# How Turso Integrates Full-Text Search (FTS) with Tantivy: A Complete Technical Guide

> Discover how Turso integrates Full-Text Search using Tantivy. Learn about native FTS indexing and data storage via B-Tree for efficient searching.

- Repository: [Turso Database/turso](https://github.com/tursodatabase/turso)
- Tags: deep-dive
- Published: 2026-06-23

---

**Turso implements Full-Text Search through a native FTS index method that embeds the Tantivy search engine while storing all index data inside Turso's own B-Tree storage layer.**

Turso's integration with Tantivy provides SQLite-compatible full-text search semantics with superior performance for large text collections. The implementation bridges the Rust-based Tantivy library with Turso's storage engine through a custom directory implementation, enabling `CREATE INDEX ... USING fts` syntax and specialized SQL functions like `fts_match` and `fts_score`.

## Architecture Overview

The integration follows a three-layer architecture that separates SQL interface concerns from search engine implementation details.

### Index Method Registration

At the SQL layer, Turso exposes the `fts` index method through the `FtsIndexMethod` struct, which implements the `IndexMethod` trait in [[`core/index_method/fts.rs`](https://github.com/tursodatabase/turso/blob/main/core/index_method/fts.rs)](https://github.com/tursodatabase/turso/blob/main/core/index_method/fts.rs#L2890-L2896). This registration enables the `CREATE INDEX ... USING fts` syntax and wires up three core SQL functions: `fts_match`, `fts_score`, and `fts_highlight`.

### Schema and Query Handling

When building an index, the `FtsIndexAttachment::new` constructor (lines 2910-2950 in the same file) assembles a Tantivy `Schema` combining row IDs with configurable text fields. The constructor parses the optional `WITH (tokenizer, weights)` clause to configure tokenization and field boost factors, then creates a Tantivy `Index` and `Searcher` for each cursor.

### Directory Implementation: The HybridBTreeDirectory Bridge

The critical integration point is `HybridBTreeDirectory`, which implements Tantivy's `Directory` trait (lines 690-788) to map every index file to Turso's B-Tree storage. Files are transparently split into 1 MiB chunks with hot-caching for metadata, term dictionaries, and fast fields, while large segment files are lazily loaded on demand.

Record set
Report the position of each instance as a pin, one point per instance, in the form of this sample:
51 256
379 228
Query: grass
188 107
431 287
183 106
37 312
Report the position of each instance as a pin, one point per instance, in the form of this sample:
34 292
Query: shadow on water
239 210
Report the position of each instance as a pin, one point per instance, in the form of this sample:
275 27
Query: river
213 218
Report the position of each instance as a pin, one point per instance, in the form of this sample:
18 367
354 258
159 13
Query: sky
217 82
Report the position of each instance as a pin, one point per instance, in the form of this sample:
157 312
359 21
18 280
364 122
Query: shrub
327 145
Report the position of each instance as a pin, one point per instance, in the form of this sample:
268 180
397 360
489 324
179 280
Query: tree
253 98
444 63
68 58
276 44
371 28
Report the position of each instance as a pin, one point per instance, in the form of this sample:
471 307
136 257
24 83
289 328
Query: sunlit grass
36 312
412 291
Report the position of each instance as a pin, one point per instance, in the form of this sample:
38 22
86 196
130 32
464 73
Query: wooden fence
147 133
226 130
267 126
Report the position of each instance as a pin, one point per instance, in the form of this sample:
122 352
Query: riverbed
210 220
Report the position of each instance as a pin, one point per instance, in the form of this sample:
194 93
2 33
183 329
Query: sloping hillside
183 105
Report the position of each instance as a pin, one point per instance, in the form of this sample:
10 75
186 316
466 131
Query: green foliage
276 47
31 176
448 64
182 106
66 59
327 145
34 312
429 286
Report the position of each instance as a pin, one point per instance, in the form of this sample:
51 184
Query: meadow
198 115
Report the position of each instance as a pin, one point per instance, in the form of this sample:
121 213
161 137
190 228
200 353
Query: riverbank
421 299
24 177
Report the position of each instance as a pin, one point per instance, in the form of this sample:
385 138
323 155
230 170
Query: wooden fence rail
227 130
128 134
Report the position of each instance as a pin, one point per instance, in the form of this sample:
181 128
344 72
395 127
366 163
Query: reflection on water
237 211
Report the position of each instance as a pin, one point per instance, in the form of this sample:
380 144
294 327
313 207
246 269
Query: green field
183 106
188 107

Problem
Answer these questions from the guide on Turso's full-text search:
(a) Which three SQL functions does registering the fts index method wire up?
(b) Which optional clause does the FtsIndexAttachment::new constructor parse?
(c) What size chunks does HybridBTreeDirectory split files into?

Answer to the problem
(a) fts_match, fts_score, and fts_highlight.
(b) The WITH (tokenizer, weights) clause, which configures tokenization and field boost factors.
(c) 1 MiB chunks.